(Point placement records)
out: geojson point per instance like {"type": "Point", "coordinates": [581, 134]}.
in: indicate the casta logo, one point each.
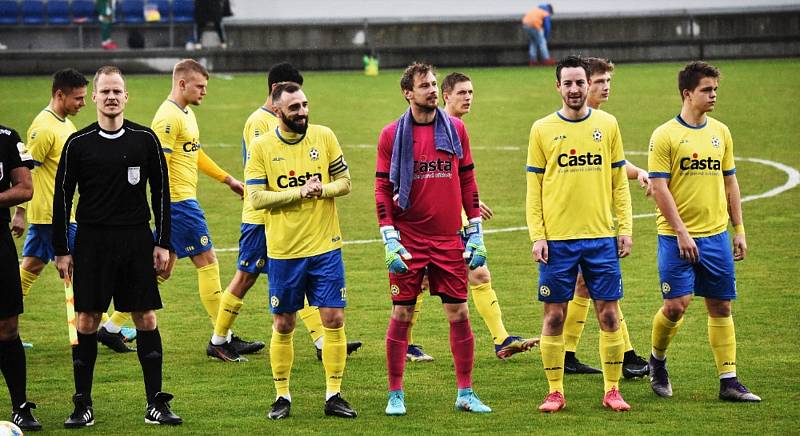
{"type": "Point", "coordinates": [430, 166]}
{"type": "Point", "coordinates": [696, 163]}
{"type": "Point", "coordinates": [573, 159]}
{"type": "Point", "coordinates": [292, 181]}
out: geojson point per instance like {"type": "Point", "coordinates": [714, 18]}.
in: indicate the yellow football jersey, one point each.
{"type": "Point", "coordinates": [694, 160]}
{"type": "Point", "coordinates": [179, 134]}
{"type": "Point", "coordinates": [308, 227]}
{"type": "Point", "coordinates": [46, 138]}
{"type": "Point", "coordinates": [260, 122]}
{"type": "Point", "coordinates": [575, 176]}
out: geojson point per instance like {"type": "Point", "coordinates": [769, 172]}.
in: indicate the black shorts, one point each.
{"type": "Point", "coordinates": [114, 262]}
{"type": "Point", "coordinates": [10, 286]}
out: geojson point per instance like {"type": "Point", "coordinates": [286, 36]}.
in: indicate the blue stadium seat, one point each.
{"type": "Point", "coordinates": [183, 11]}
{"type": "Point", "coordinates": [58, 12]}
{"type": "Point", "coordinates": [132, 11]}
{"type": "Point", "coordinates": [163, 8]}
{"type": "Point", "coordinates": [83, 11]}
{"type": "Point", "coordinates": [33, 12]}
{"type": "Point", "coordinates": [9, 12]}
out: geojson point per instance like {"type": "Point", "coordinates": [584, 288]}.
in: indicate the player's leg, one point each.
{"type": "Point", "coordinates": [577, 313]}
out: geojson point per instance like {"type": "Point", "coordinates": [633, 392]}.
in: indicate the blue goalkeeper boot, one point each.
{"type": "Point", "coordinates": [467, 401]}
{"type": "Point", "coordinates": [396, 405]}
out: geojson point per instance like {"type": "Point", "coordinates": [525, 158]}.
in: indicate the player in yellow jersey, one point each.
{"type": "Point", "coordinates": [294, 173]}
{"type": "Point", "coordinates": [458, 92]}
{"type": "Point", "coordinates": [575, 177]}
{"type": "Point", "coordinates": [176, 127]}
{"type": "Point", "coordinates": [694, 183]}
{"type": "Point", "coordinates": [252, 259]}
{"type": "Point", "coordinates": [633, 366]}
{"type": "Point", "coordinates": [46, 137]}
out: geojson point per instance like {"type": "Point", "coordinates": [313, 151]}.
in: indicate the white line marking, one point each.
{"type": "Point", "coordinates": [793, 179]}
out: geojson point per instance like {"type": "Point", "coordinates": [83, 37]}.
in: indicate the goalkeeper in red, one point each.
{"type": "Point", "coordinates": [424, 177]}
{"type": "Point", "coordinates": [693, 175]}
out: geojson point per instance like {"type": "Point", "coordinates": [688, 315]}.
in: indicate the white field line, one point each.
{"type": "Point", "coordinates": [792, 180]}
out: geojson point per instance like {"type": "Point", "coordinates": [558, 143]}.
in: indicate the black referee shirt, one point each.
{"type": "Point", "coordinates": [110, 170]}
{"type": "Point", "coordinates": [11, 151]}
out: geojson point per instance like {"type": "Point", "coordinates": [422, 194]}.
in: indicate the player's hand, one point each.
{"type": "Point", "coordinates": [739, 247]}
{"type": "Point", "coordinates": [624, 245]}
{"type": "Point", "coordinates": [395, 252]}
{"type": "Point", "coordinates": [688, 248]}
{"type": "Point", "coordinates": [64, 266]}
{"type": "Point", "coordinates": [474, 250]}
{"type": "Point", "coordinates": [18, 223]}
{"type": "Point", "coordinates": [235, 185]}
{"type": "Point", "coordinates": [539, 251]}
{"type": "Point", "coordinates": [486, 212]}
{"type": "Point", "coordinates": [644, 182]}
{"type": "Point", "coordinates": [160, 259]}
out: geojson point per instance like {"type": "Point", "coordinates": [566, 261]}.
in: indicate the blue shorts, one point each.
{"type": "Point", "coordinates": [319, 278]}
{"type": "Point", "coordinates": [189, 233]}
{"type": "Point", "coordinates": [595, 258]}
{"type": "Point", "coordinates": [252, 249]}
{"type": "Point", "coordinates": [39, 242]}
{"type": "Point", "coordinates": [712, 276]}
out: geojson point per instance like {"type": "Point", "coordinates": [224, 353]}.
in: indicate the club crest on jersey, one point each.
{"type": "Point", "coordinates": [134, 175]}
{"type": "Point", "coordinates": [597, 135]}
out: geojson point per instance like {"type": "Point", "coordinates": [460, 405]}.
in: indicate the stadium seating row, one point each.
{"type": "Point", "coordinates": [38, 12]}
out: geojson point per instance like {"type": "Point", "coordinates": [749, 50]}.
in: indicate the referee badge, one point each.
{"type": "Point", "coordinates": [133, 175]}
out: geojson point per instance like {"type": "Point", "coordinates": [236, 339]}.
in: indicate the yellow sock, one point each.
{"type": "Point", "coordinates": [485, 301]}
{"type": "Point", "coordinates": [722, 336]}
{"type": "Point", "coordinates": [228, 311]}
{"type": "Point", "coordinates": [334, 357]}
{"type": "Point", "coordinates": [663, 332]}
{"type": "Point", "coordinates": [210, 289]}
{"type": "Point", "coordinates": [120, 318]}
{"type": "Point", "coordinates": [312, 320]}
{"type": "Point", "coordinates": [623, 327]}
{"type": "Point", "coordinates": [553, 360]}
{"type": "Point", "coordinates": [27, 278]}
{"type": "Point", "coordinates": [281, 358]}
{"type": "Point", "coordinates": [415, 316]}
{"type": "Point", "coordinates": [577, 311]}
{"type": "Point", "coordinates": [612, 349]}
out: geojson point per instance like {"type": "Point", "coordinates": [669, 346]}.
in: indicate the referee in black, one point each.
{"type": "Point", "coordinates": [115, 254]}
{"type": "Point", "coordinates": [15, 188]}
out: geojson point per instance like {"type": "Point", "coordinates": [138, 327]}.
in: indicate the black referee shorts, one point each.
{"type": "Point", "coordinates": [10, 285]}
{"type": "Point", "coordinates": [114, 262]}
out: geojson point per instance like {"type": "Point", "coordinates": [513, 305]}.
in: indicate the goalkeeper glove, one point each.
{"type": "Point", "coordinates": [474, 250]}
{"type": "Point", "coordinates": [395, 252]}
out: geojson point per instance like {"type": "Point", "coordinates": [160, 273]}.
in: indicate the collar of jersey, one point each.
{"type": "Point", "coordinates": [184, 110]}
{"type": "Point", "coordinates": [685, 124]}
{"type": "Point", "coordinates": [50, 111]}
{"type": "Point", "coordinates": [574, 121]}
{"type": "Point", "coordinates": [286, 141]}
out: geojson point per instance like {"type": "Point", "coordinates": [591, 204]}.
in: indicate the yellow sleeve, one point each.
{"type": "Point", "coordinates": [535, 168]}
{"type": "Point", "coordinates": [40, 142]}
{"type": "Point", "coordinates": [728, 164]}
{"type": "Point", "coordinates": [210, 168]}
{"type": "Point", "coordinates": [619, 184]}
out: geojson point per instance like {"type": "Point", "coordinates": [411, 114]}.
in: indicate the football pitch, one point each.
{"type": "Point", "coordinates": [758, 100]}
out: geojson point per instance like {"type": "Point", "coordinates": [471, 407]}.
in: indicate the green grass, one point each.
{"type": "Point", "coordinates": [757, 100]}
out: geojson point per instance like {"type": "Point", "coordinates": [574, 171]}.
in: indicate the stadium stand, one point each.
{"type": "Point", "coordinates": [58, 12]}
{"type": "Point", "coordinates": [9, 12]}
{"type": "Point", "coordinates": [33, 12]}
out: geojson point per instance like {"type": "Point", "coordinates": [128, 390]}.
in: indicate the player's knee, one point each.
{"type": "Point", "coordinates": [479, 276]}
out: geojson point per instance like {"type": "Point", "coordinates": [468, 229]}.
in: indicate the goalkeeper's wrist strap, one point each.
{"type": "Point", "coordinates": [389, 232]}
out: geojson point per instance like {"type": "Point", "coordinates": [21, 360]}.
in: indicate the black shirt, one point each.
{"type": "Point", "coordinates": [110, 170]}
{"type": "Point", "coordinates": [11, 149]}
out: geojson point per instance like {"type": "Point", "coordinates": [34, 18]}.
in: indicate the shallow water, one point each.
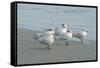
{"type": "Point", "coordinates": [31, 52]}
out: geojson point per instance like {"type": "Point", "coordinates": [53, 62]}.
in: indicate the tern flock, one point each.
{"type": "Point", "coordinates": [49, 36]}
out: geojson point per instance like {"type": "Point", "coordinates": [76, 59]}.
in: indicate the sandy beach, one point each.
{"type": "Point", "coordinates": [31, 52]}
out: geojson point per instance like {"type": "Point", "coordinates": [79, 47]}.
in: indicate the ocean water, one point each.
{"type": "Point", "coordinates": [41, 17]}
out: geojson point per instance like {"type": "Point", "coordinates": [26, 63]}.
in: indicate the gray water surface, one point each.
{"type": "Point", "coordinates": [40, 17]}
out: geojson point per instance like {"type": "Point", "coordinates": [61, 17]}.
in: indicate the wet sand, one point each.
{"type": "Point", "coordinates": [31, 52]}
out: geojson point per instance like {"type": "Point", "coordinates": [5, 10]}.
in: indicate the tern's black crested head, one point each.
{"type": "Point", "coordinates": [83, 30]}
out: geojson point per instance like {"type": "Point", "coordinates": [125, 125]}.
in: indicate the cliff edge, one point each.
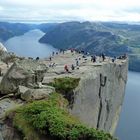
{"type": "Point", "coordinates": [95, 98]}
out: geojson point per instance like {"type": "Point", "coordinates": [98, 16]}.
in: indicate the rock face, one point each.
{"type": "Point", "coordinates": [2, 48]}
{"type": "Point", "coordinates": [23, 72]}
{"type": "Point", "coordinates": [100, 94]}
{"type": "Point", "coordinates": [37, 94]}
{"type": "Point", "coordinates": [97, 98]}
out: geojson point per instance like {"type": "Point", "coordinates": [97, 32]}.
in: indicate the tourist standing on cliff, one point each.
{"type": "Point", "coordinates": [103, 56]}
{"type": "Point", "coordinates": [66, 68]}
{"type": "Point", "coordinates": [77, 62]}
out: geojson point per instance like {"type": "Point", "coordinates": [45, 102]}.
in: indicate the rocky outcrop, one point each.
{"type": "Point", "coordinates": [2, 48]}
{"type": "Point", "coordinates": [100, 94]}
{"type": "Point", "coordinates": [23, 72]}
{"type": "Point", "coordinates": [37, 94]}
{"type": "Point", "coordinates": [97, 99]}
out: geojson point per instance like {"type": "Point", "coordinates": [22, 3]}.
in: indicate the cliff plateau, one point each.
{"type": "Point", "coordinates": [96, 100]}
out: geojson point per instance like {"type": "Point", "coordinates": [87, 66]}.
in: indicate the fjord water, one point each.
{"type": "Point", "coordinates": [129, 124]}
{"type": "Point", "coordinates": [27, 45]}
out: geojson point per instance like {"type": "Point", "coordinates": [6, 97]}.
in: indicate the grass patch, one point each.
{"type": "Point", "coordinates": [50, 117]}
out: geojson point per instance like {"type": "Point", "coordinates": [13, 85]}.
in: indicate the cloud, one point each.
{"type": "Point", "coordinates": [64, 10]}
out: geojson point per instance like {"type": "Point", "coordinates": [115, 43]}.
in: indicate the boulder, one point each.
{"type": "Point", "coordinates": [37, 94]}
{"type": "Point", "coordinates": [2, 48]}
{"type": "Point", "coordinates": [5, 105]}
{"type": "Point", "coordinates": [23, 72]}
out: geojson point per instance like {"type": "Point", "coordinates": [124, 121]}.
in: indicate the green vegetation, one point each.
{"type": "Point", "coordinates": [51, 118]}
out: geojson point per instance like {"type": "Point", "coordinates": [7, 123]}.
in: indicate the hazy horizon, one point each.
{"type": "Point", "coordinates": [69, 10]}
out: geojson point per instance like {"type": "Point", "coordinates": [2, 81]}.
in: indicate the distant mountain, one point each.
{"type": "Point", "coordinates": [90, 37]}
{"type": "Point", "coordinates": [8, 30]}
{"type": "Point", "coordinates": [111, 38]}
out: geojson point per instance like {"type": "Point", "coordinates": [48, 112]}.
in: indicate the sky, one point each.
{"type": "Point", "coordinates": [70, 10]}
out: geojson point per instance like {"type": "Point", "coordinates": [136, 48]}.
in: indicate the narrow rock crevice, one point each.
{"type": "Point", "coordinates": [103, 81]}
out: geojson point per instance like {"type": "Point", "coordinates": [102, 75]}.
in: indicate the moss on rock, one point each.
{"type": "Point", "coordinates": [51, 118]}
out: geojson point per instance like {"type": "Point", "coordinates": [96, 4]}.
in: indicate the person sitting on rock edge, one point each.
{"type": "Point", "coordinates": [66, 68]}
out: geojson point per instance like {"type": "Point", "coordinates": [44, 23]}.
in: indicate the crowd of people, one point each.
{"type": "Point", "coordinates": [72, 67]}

# WHAT YOU WILL DO:
Gather every line from the listing above that contains the word "referee" and list them in order.

# TASK RESPONSE:
in: indicate the black referee shirt, one point each.
in: indicate the referee badge, one point each.
in: indicate the referee in black, one point each.
in: indicate the black referee shorts, one point each.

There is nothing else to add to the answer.